[Saved data entries]
-=-=-

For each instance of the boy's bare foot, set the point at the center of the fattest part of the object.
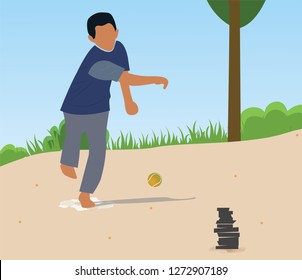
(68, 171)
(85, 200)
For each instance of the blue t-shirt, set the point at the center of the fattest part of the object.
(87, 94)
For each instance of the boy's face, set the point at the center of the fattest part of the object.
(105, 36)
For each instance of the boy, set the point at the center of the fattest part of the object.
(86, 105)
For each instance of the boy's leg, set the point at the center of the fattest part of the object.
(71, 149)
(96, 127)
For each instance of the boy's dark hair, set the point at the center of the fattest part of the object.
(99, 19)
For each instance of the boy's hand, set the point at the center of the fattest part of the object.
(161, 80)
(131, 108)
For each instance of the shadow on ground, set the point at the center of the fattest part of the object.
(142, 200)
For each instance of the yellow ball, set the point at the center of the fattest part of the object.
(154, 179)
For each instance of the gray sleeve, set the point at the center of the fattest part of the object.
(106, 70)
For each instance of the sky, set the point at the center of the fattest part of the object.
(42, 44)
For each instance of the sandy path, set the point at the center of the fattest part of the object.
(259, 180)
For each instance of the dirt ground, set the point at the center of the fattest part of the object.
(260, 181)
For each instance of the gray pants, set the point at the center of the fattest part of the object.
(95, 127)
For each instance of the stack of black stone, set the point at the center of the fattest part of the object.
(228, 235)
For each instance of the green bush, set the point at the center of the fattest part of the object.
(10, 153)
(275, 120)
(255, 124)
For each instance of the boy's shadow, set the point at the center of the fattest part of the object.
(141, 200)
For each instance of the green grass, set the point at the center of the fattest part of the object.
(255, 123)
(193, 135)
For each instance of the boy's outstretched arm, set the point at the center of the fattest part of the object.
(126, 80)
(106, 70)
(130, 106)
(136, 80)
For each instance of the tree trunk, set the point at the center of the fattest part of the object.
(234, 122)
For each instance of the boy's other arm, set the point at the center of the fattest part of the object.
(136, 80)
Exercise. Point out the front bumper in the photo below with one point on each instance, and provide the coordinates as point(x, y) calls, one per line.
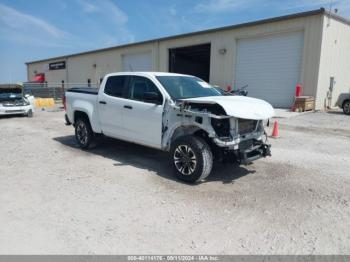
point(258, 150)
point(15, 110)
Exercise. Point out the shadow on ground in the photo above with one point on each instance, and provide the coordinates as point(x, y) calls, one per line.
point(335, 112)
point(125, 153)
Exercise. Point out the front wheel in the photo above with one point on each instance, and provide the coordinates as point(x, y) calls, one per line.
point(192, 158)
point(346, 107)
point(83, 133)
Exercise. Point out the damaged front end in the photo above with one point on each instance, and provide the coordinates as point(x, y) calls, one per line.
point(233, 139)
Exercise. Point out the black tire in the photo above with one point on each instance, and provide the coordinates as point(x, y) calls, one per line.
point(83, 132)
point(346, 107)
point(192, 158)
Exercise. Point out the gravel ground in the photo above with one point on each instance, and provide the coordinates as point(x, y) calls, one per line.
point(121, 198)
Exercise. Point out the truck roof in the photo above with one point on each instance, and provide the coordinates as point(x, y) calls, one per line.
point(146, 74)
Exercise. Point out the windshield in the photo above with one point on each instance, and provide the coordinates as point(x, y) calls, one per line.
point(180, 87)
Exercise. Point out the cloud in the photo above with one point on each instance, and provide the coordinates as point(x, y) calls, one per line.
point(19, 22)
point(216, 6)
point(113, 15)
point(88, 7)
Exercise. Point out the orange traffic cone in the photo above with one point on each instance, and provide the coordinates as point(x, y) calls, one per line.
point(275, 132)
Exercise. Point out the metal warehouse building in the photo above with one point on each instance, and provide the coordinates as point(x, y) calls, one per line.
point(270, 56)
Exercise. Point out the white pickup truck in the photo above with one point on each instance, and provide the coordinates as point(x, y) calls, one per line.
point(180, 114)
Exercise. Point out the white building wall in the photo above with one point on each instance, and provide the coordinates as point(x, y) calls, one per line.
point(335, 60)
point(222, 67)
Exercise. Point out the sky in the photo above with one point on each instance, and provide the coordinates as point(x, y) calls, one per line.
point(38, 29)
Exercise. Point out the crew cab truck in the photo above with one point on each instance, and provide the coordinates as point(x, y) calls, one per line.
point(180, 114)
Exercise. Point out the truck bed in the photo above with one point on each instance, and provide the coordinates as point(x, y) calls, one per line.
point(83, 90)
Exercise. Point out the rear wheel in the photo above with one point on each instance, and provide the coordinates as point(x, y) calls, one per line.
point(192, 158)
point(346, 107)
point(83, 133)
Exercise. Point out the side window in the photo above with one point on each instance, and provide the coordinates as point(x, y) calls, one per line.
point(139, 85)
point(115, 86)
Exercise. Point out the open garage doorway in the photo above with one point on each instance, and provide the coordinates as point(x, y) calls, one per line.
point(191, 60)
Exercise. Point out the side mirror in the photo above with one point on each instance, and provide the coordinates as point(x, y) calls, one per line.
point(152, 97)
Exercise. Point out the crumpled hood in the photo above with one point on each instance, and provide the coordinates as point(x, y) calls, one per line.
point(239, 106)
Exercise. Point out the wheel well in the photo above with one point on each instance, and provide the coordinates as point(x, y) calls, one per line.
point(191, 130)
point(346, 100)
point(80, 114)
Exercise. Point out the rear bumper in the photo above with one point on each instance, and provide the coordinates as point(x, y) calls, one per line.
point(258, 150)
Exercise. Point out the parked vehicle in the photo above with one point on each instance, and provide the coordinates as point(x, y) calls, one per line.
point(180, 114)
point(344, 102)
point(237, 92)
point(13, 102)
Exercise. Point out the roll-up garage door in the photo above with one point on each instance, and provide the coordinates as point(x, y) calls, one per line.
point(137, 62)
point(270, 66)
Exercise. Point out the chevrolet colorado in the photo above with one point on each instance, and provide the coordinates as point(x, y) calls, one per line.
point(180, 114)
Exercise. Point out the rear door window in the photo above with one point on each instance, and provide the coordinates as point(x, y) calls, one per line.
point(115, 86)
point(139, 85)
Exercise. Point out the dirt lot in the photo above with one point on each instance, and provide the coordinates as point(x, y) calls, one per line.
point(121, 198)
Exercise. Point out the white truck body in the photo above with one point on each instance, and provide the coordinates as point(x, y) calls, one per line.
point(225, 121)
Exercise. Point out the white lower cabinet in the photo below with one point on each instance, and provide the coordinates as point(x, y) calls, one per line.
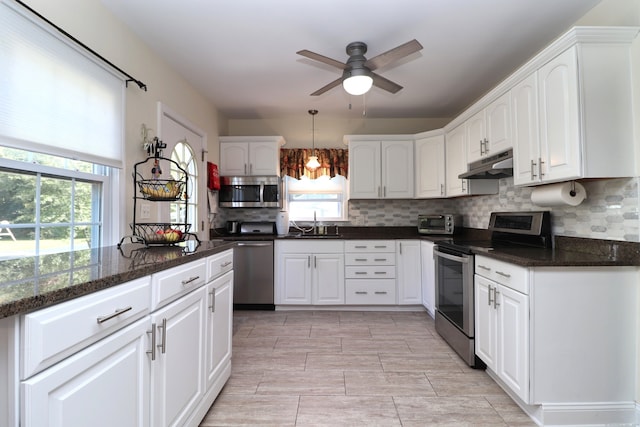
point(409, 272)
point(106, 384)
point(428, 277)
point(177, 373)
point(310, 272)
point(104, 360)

-=-=-

● What is being asked
Edit the saved data entries by replacing "fattest" with "widest" throughout, leaving everything else unchanged, and omit the pictures from your version.

● The response
For each instance of the boy's bare foot, set the point at the center of the widest part of the object.
(68, 171)
(85, 200)
For each instance of the blue t-shirt, set the point at the center of the widest part of the object.
(87, 94)
For each instance of the boy's face, set the point at the center of the widest part of the object.
(105, 36)
For each instance of the boy, set the point at the center of the widest part of the object.
(86, 105)
For each instance of the boy's leg, set the point at the center of the widest part of the object.
(71, 149)
(96, 127)
For each instance of the boy's dark hair, set the point at the center of the widest part of the object.
(99, 19)
For each instance of the boy's hand, set the point at the center of the widest part of the object.
(161, 80)
(131, 108)
For each instance of the shadow on ground, set the point at the center of the widest part of the object.
(142, 200)
For each instance of the yellow ball, set the point at the center of the widest part of the object.
(154, 179)
For each instance of the gray sleeve, set the point at the center of the widest part of the object.
(106, 70)
For each instance of the sky, set the point at the center of the widest part of the object.
(42, 44)
For each instance of the sandy path, set the point at the center of the widest part of the object.
(259, 180)
For each instance of the dirt ground, set the point at the center of the widest part of the object.
(260, 181)
For each instance of the gray pants, set the point at the center of the widest part of the object.
(95, 127)
For each instance of the stack of black stone, set the point at the center of the widest part of the object.
(228, 235)
For each instance of the green bush, set the point at the center of the widest part of the object.
(10, 153)
(275, 120)
(255, 124)
For each instance of the boy's shadow, set the point at the center of the widest part of the object.
(141, 200)
For each instance of the green grass, set the point at the center of the widest part of the object.
(255, 123)
(193, 135)
For each instance of the boy's outstretched arm, set the point at the center of the widest part of the object.
(126, 80)
(106, 70)
(130, 106)
(136, 80)
For each instance of the tree trunk, set the point at the center of the widest part of the object.
(234, 122)
For each instance of the boy's other arm, set the point at the center of the widest part of the object.
(136, 80)
Exercise. Point out the front bumper in the photo below with one point on each instance, and provide the coordinates as point(x, y) calls, one per line.
point(258, 150)
point(15, 110)
Exercise. Point out the shadow on ground in the photo above with one point on each instance, and provide the coordinates as point(x, y) calls, one per line.
point(335, 112)
point(125, 153)
Exercise. Point out the front wheel in the photo above with one point on each instance, and provide the coordinates as point(x, y) calls, one per line.
point(192, 158)
point(346, 107)
point(83, 133)
Exercise. Point out the damaged front end in the photo above with one point on each instance, and provide the coordinates as point(x, y) calls, one per line.
point(233, 139)
Exercise. Point out the black tire in the photo above with one point on each instance, and provide the coordinates as point(x, y) calls, one per line.
point(83, 132)
point(346, 107)
point(192, 158)
Exercise. Point out the gravel ground in the photo above with one point on each instance, and provide the coordinates as point(x, y) calls, one per line.
point(121, 198)
Exercise. Point out the truck roof in the photo above with one point on each instance, and provide the coordinates as point(x, y) calls, one per line.
point(146, 74)
Exercise. Point out the windshield in the photo above with one point on each instance, and provide the coordinates as point(x, y) calls, one per line.
point(180, 87)
Exercise. Point out the cloud in the photo above with one point on each instance, and provide the coordinates as point(x, y) calls, one per line.
point(19, 22)
point(216, 6)
point(113, 15)
point(88, 7)
Exercise. Point out the orange traffic cone in the photo above with one point on each instance, and provide the coordinates as point(x, y) calls, one per line.
point(275, 132)
Exercise. Point out the metal warehouse building in the photo above with one point on each instance, and provide the coordinates as point(x, y) calls, one per line.
point(270, 56)
Exercise. Point out the white pickup truck in the photo above with one point on each instance, and provide the coordinates as point(x, y) calls, one per line.
point(180, 114)
Exercise. Point out the white building wall in the photo above with one point on each instance, and provide the coordinates as point(x, y) calls, one per line.
point(335, 60)
point(222, 67)
Exercise. Point out the sky in the photo above with one point on each instance, and provide the coordinates as point(x, y) calls, one per line.
point(38, 29)
Exercise. Point out the crew cab truck in the photo above with one point on each instance, and provide the coordinates as point(x, y) calls, one per line.
point(180, 114)
Exercise. Point out the truck bed in the photo above with one point on each instance, and provide the coordinates as point(x, y) calls, one per line.
point(83, 90)
Exercise. Point out the rear wheel in the photo above with one point on each instance, and provide the coordinates as point(x, y) calls, one per line.
point(192, 158)
point(346, 107)
point(83, 133)
Exercise. Point out the side window in the photo above with one point on each instance, and provide the coordinates as point(x, y) calls, one per line.
point(139, 85)
point(115, 86)
Exercise. Point out the open garage doorway in the photo above with one point on each instance, and provide the coordinates as point(x, y) calls, one per line.
point(191, 60)
Exercise. Point out the side mirror in the photo above with one point on each instance, and provide the coordinates as point(x, y) calls, one per line.
point(152, 97)
Exercise. Point out the crumpled hood in the photo above with one point on each instance, and provide the coordinates as point(x, y) calls, one per line.
point(239, 106)
Exercise. Point out the wheel well in the photo above with one point on each instance, and provide the coordinates as point(x, y) calls, one per line.
point(191, 130)
point(346, 100)
point(80, 114)
Exercise. Point out the rear bumper in the photo above with one point on each instance, and provide the coordinates as point(x, y) calls, one per line.
point(258, 150)
Exercise. Point out the parked vehicle in the photo above with one point on each instance, and provide the coordinates as point(x, y) calls, one per line.
point(180, 114)
point(344, 102)
point(237, 92)
point(13, 102)
Exercise. Point out the roll-up garage door in the photo above with one point on each instance, and provide the coordinates as point(x, y) calls, one per line.
point(137, 62)
point(270, 66)
Exercise. Point out the chevrolet colorado in the photo above with one point on each instance, and provide the coordinates as point(x, y) calls, one per line.
point(180, 114)
Exercise. Point out the rear door window in the photo above with one point on each instance, and provide the coordinates as point(x, y) calls, one per line.
point(115, 86)
point(139, 85)
Exercise. Point out the dirt lot in the photo above with one point on each instance, and provide the coordinates as point(x, y) calls, one per line.
point(121, 198)
Exercise. Point out the white truck body in the photo above with one point on each instance, and provide the coordinates as point(x, y) calls, one per line.
point(225, 121)
Exercise. Point out the white lower cabinet in the photo below with one point on each instance, and provide the coordinates as point(x, y) calls, one per line.
point(409, 272)
point(106, 384)
point(428, 277)
point(177, 373)
point(310, 272)
point(104, 360)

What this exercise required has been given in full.